- [EXERCISE DETAILS]:
How many students were formally enrolled in the first graduate class described in this piece about teaching a grad class?

On teaching my first grad class

“I think I broke a grad student today,” I said to Mr. T, walking in the door from my night class.

It was early last semester, and we had been discussing theoretical traditions and paradigms. Like the good professors before me, I asked my students to articulate which paradigms they particularly identified with and why.

My little band of students (indeed, there were only five) discussed their favorites, several claiming interpretive, critical, and postmodern paradigms at once.

I smiled.

As the conversation progressed, I asked how those paradigms fit together. What would the scholars they read about think of them claiming so many?

Later in the evening, in response to my prodding efforts to get them to take a stand, one dear student said something like, “All of the paradigms are important and valuable.”

“All of them?” I queried, replying with something like, “But you said earlier that you were claiming critical and postmodern traditions. Wouldn’t one want to tear that functionalist house down and the other question the foundation of houses in the first place?”

The student just stared at me with an expression like: 

And I realize now that was probably my expression, at least internally, all semester.

Teaching a grad class was SO WEIRD. Fun at times, but weird. So often I felt a little out of body about being a professor, teaching a GRAD CLASS, marveling that it was actually happening. (The awe and wonder was compounded by the fact that I taught my first class in a room where I took classes as a master’s student 10 years ago.)

Part of the strangeness also stemmed from having such a small population. I had only three students formally enrolled with two auditing, which created a difficult dynamic in terms of reading/discussion responsibilities.

Grad seminars are all about participation, and the pressure is way higher in smaller classes. It’s evident when someone hasn’t done the readings because there’s nowhere to hide. And with two auditing (meaning, they were participating in class voluntarily, but not enrolled for credit), the pressure only increased. (Hindsight? I probably wouldn’t allow that situation again.)

[Saved data entries]
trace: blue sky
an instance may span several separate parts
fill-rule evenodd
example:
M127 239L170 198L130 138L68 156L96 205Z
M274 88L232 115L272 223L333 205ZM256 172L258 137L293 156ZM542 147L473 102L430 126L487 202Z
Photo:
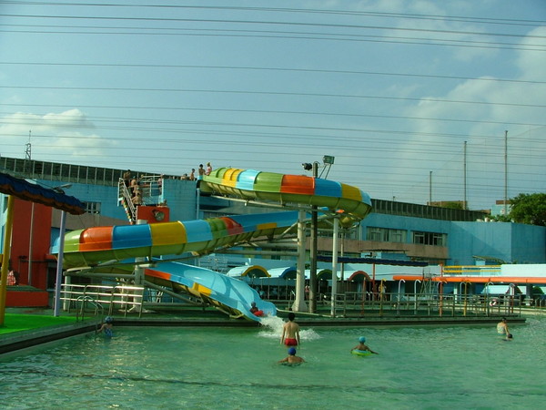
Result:
M0 2L0 155L175 175L331 155L372 198L466 185L488 209L507 130L509 197L546 192L542 0L96 5Z

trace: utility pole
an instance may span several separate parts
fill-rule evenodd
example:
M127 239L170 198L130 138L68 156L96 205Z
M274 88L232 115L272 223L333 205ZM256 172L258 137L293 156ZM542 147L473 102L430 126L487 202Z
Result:
M504 216L508 217L508 131L504 131Z
M429 205L432 205L432 171L429 172Z
M313 178L318 178L318 162L313 162ZM317 215L317 205L311 206L311 246L310 246L310 272L309 272L309 313L317 312L317 248L318 229L317 227L318 217Z
M463 164L463 185L464 185L464 209L468 210L468 206L467 206L467 198L466 198L466 141L464 141L464 164Z

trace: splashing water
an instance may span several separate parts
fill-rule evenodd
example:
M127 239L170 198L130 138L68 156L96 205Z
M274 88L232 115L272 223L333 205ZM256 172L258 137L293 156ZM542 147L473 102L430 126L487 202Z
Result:
M260 331L259 336L268 339L280 338L282 334L282 326L285 322L278 316L268 316L262 318L260 323L263 330ZM313 329L302 329L299 331L299 337L302 341L311 341L320 339L320 335Z

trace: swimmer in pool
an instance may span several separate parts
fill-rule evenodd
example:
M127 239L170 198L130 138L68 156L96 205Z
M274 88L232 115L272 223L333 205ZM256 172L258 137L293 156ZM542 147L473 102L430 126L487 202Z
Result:
M278 363L288 363L288 364L303 363L303 357L299 357L296 355L296 348L290 347L288 349L288 355L282 360L279 360Z
M365 342L366 342L366 338L364 336L360 336L359 338L359 344L357 344L355 347L353 347L352 349L350 349L350 351L352 352L353 350L360 350L362 352L369 352L369 353L372 353L374 354L379 354L379 353L374 352L369 347L368 347L366 344L364 344Z
M502 320L497 323L497 333L499 334L510 334L505 317L503 317Z
M112 324L113 323L114 319L112 319L111 316L106 316L105 318L105 323L103 323L103 325L100 326L100 329L96 331L96 334L104 332L105 336L112 337L114 335L114 325Z
M299 339L299 325L294 322L296 315L293 312L288 313L288 322L282 326L282 335L280 336L280 344L287 346L298 346L301 344Z

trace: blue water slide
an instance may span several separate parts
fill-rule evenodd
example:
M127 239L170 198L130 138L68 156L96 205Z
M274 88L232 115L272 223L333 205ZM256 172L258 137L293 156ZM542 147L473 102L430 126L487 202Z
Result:
M264 315L277 315L275 304L263 301L245 282L208 269L170 261L158 263L157 268L147 268L145 274L178 283L196 296L210 300L219 309L225 311L228 307L250 320L260 322L261 319L250 312L253 302Z

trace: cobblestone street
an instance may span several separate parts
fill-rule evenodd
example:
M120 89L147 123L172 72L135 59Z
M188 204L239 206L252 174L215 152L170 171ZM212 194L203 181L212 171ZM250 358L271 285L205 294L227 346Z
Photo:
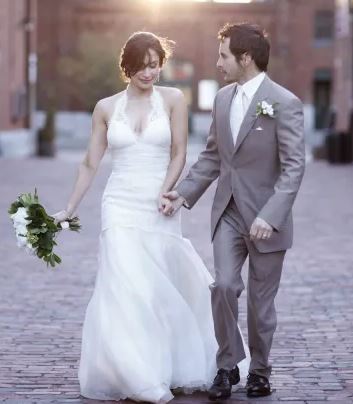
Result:
M190 160L196 156L191 150ZM50 213L64 207L77 154L50 159L0 159L0 402L98 403L79 393L77 367L84 312L97 270L104 162L78 214L81 234L63 234L63 263L47 269L16 246L7 217L21 192L38 188ZM190 163L190 162L189 162ZM209 211L214 187L183 211L185 236L212 271ZM277 296L272 356L274 393L248 399L244 381L229 403L353 403L353 165L307 166L295 205L295 244ZM246 279L247 264L243 269ZM246 336L245 293L240 325ZM205 394L176 403L207 403Z

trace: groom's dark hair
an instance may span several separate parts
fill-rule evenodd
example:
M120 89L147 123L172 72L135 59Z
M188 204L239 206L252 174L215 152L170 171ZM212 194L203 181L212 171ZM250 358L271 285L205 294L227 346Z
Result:
M244 53L248 53L259 70L267 70L270 42L267 33L260 26L250 23L227 23L218 32L220 41L225 38L230 38L229 49L238 62Z

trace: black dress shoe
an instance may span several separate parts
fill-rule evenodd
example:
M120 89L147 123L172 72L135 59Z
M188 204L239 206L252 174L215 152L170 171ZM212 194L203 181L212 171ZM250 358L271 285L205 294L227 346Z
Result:
M240 374L238 366L236 366L229 372L229 381L232 386L235 386L240 382Z
M248 397L264 397L269 396L272 393L268 379L254 373L249 373L248 375L246 392Z
M208 390L208 398L212 401L229 398L232 394L230 371L219 369L211 388Z

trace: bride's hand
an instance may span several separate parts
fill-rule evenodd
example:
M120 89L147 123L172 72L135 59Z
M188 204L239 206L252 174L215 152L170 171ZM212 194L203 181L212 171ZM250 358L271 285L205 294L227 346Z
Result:
M159 194L158 197L158 211L159 212L163 212L165 206L167 205L167 203L169 202L169 199L165 198L163 196L163 194Z
M54 218L54 223L58 224L61 222L64 222L65 220L70 218L70 215L68 213L67 210L61 210L60 212L55 213L54 215L52 215Z

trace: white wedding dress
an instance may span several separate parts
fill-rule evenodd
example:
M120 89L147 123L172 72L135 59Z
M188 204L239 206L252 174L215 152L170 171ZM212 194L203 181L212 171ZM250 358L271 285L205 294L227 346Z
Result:
M164 403L170 391L203 390L216 374L209 285L213 279L181 233L180 212L158 212L171 129L154 88L138 135L118 98L108 127L113 169L102 198L99 270L88 304L79 367L81 394ZM248 358L241 364L247 372Z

- [YOUR SOLUTION]:
Three students were formally enrolled.